Segment Open
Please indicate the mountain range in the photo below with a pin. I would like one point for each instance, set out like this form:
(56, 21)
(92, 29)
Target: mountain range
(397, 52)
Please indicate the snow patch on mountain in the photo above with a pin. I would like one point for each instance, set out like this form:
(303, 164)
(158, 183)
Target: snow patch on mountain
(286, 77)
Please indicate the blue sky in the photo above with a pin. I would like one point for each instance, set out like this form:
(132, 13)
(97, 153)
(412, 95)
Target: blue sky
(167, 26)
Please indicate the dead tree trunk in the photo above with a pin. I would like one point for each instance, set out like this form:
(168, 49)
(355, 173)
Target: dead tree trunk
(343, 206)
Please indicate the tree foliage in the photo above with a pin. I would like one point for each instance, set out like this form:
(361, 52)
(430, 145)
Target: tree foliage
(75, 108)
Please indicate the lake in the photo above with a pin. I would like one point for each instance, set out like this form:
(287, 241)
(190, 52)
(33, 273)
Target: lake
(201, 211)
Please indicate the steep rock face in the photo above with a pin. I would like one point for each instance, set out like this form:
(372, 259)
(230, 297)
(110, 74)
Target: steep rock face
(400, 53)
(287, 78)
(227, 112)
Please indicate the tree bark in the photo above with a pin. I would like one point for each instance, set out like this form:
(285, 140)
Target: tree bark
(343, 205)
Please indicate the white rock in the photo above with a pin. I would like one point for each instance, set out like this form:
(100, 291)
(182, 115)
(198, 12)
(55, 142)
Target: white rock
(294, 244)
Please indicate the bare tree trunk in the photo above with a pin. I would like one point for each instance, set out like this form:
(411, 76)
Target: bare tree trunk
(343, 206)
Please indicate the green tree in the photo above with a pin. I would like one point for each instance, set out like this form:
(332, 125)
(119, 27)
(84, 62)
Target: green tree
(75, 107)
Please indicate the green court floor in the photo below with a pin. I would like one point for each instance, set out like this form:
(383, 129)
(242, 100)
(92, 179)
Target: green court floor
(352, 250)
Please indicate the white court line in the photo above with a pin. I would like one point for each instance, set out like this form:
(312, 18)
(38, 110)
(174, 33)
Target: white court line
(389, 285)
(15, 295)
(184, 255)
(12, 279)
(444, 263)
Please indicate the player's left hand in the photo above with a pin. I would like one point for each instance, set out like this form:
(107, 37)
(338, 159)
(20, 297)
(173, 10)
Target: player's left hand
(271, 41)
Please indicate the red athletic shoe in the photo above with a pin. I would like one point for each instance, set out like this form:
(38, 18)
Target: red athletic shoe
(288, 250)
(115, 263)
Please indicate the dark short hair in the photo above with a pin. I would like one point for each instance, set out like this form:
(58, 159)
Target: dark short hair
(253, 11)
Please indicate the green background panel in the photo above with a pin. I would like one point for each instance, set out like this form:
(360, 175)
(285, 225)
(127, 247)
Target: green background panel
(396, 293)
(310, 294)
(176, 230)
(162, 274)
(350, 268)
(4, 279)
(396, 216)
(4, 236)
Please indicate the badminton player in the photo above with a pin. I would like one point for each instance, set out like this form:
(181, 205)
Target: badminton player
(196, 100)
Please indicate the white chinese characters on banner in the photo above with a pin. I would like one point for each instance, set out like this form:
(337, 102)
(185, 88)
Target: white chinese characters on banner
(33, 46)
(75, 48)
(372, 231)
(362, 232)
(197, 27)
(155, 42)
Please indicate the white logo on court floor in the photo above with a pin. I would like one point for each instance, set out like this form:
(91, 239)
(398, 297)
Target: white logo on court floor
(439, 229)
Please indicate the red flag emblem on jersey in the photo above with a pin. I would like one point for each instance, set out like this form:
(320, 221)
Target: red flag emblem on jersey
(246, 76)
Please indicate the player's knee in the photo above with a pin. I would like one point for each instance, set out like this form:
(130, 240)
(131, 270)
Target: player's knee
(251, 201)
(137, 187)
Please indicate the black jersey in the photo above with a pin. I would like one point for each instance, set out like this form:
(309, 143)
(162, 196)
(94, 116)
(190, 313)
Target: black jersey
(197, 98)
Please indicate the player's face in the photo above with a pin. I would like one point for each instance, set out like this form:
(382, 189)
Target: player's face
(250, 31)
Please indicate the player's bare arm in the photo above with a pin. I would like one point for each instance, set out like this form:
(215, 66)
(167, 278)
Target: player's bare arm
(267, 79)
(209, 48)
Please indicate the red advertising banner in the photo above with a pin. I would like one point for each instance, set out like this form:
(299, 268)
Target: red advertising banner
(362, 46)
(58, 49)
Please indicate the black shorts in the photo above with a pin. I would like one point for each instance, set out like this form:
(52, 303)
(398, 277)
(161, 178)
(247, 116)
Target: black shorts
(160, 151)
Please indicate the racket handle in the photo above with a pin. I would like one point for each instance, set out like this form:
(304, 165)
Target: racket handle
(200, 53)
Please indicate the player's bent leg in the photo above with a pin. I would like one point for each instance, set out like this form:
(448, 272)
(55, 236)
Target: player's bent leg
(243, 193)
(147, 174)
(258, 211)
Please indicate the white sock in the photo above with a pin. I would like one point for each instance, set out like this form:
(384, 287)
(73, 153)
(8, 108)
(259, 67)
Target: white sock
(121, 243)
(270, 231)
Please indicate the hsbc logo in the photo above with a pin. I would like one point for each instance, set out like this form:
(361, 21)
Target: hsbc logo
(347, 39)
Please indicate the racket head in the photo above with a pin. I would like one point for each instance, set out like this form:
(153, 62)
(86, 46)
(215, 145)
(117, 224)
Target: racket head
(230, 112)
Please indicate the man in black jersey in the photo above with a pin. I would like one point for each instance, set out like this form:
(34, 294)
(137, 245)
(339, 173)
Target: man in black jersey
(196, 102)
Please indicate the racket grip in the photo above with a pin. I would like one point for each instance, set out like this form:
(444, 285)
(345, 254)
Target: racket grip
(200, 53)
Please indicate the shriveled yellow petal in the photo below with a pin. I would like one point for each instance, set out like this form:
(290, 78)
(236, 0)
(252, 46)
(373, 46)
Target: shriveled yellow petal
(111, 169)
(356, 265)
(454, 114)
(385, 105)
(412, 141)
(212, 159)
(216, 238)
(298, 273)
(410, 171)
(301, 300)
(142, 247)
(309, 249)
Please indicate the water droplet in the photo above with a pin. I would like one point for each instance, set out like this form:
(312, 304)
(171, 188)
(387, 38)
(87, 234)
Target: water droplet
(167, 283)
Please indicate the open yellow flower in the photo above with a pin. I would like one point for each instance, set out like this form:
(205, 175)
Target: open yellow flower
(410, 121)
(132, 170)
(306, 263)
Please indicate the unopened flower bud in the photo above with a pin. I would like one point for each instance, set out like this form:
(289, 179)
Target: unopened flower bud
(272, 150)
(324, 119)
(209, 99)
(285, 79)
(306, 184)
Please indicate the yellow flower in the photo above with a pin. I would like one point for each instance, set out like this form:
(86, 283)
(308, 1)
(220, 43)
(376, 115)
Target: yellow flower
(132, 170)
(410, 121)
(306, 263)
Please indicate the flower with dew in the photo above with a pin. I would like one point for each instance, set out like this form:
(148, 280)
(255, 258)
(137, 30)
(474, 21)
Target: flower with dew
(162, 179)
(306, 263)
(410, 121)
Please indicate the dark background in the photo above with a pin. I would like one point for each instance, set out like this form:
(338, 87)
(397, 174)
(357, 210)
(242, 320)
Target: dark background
Segment Closed
• Your goal
Output the records in full. Match them exactly.

• Exercise response
Please indicate the mountain range in the photo below with a pin. I would like one point for each instance, set out like this form:
(56, 21)
(92, 29)
Target: mountain range
(397, 52)
Please indicate the snow patch on mountain in the photo above with a pin. I would like one point for each instance, set out like this form:
(303, 164)
(158, 183)
Target: snow patch on mountain
(286, 77)
Please indicate the blue sky in the photo above with a pin. I would like one point for each instance, set out like this form:
(132, 13)
(97, 153)
(412, 95)
Target: blue sky
(167, 26)
Please indicate the dead tree trunk in the photo above with a pin. I would like one point for each instance, set out like this form:
(168, 49)
(355, 173)
Target: dead tree trunk
(343, 206)
Please indicate the tree foliage in the photo above with a pin. I would like one point for each instance, set out like this form:
(361, 52)
(430, 145)
Target: tree foliage
(75, 108)
Please indicate the lake in the photo above with a pin. I would like one point for each instance, set out like this form:
(287, 241)
(190, 52)
(33, 273)
Target: lake
(201, 211)
Please indicate the steep rock face in the photo above with a pin. I would like one point for each instance, set out like this form:
(372, 259)
(230, 297)
(110, 74)
Target: steep rock face
(400, 53)
(287, 78)
(227, 112)
Please indicate the tree bark in the photo above with a pin. I would like one point for each instance, set out like this form:
(285, 140)
Target: tree bark
(343, 205)
Please indicate the white rock in the photo above with a pin. I would like one point for each instance, set out like this form:
(100, 291)
(182, 115)
(198, 12)
(55, 142)
Target: white rock
(294, 244)
Please indicate the bare tree trunk in the photo above with a pin. I would like one point for each instance, set out like this form:
(411, 76)
Target: bare tree trunk
(343, 206)
Please indicate the green tree in the photo above with a pin. I would like one point for each instance, set out like this form:
(332, 125)
(119, 27)
(84, 62)
Target: green tree
(75, 107)
Please indicate the green court floor in the photo below with a pin. I would like one point for each instance, set out like this form:
(383, 129)
(242, 100)
(92, 179)
Target: green court floor
(352, 250)
Please indicate the white court line in the photo above with a pin. I would like one point for each instance, set out like this form:
(312, 18)
(38, 110)
(174, 33)
Target: white court line
(389, 285)
(15, 295)
(184, 255)
(12, 279)
(444, 263)
Please indicate the player's left hand in the photo above with a pin. I would like one point for each instance, set out like this form:
(107, 37)
(338, 159)
(20, 297)
(173, 10)
Target: player's left hand
(271, 41)
Please indicate the red athletic shoe in the photo above with a pin. I would like one point for each instance, set out like this form:
(38, 18)
Target: red athletic shoe
(288, 250)
(115, 263)
Please indicate the dark short hair in the photo above with a pin. I would like one point for each instance, set out like this form:
(58, 159)
Target: dark short hair
(253, 11)
Please indicate the green background panel in the photo above with a pin. I would like one point for each instance, set out like this form:
(360, 175)
(285, 225)
(127, 247)
Target: green background panel
(396, 293)
(310, 294)
(176, 230)
(162, 274)
(350, 268)
(4, 279)
(396, 216)
(4, 236)
Please indicate the badminton player in the photo above with a pin. I would like one point for each instance, set out like this form:
(181, 205)
Target: badminton player
(196, 100)
Please indicate the white chinese characters on banner in the photo above with a pin. I would like one point for each instance, set out like this form:
(337, 102)
(185, 88)
Target: white chinese characters on banner
(33, 46)
(75, 48)
(372, 231)
(362, 232)
(197, 27)
(155, 42)
Please indicate the white logo on court floor in the photo above with a pin. I would like one point for each instance, set out like this form:
(91, 239)
(398, 297)
Target: white logo on court floor
(439, 229)
Please indicate the red flag emblem on jersey in the photo above with a pin. I would like one point for each instance, set out like this form:
(320, 221)
Target: red flag emblem on jersey
(246, 76)
Please indicate the player's knee in the photo above with a pin. I would like one point for each instance, set out like this form:
(130, 240)
(131, 270)
Target: player's knee
(251, 201)
(137, 187)
Please indicate the black jersey in the photo above with a pin. I would like one point for each instance, set out like this form:
(309, 143)
(162, 196)
(94, 116)
(190, 313)
Target: black jersey
(197, 98)
Please indicate the player's face in the photo above with a pin. I would like one point for each instance, set out like this form:
(382, 189)
Target: player's face
(250, 31)
Please indicate the player's bare arm in the photo above with a pin. I would like one point for each instance, set out like this form:
(215, 66)
(167, 278)
Target: player's bare arm
(267, 79)
(209, 48)
Please indicate the red advertising banner in the photo above with a pin. I would like one point for each instance, set out like this form:
(299, 268)
Target: red advertising banner
(362, 46)
(58, 49)
Please indicate the black shorts in the photo above with a pin. I would like one point for each instance, set out like this form:
(52, 303)
(398, 277)
(161, 178)
(247, 116)
Target: black shorts
(160, 151)
Please indicate the racket handle in the photo above with a pin. I would like one point for each instance, set out like this form:
(304, 165)
Target: racket handle
(200, 53)
Please indicate the player's bent leg in the photo above with a pin. I would like one point for each instance, set out like this form:
(448, 272)
(55, 236)
Target: player's bent leg
(243, 193)
(147, 174)
(258, 211)
Please indicate the white sock in the photo above with a pin. I would like one point for each instance, set out like this form:
(384, 287)
(73, 153)
(8, 108)
(259, 67)
Target: white sock
(121, 243)
(270, 231)
Please indicate the hsbc logo in the photo above with a pin. I would like one point for each instance, set out like this form:
(361, 21)
Target: hsbc logo
(347, 39)
Please indicate the racket head in the photo above with a pin. I would like one point for each instance, set out like this form:
(153, 62)
(86, 46)
(215, 145)
(117, 224)
Target: racket head
(230, 112)
Please indicate the man in black jersey in the photo above with a pin. I would like one point for each instance, set out like this form:
(34, 294)
(137, 245)
(339, 173)
Target: man in black jersey
(196, 102)
Please indicate the racket grip in the photo above with a pin. I would like one point for each instance, set out like this form:
(444, 285)
(345, 254)
Target: racket grip
(200, 53)
Please indicate the shriveled yellow petal in the photo below with a pin. I would like one point for each instance, set out like this form:
(290, 78)
(236, 0)
(252, 46)
(373, 46)
Target: shriveled yellow petal
(111, 169)
(356, 265)
(454, 114)
(385, 105)
(412, 141)
(212, 159)
(216, 238)
(298, 273)
(410, 171)
(301, 300)
(142, 247)
(309, 249)
Please indicate the water droplet in the photo above with a pin. I would like one point for each instance, set out like this form:
(312, 304)
(171, 188)
(387, 38)
(87, 234)
Target: water droplet
(167, 283)
Please indicate the open yellow flower in the photo above with a pin. I would like one point for each instance, set out like this form:
(205, 175)
Target: open yellow flower
(410, 121)
(132, 170)
(306, 263)
Please indicate the unopened flower bud in the photo above with a pin. I would like one point for each instance, set out like this form:
(289, 179)
Target: unopened flower bud
(272, 150)
(324, 119)
(209, 99)
(285, 79)
(306, 184)
Please indicate the yellow flower in the photo above with a pin. I would like one point for each instance, set out like this form:
(86, 283)
(308, 1)
(220, 43)
(376, 115)
Target: yellow flower
(132, 170)
(410, 121)
(306, 263)
Please indicate the flower with dew in the photo above with a pin. I would like one point for each instance, set out like this form:
(148, 280)
(255, 258)
(137, 30)
(474, 21)
Target: flower with dew
(162, 179)
(306, 263)
(410, 121)
Please indicate the dark background in the photo above with a pin. I would like one point for each instance, set out like this form:
(338, 87)
(397, 174)
(357, 210)
(242, 320)
Target: dark background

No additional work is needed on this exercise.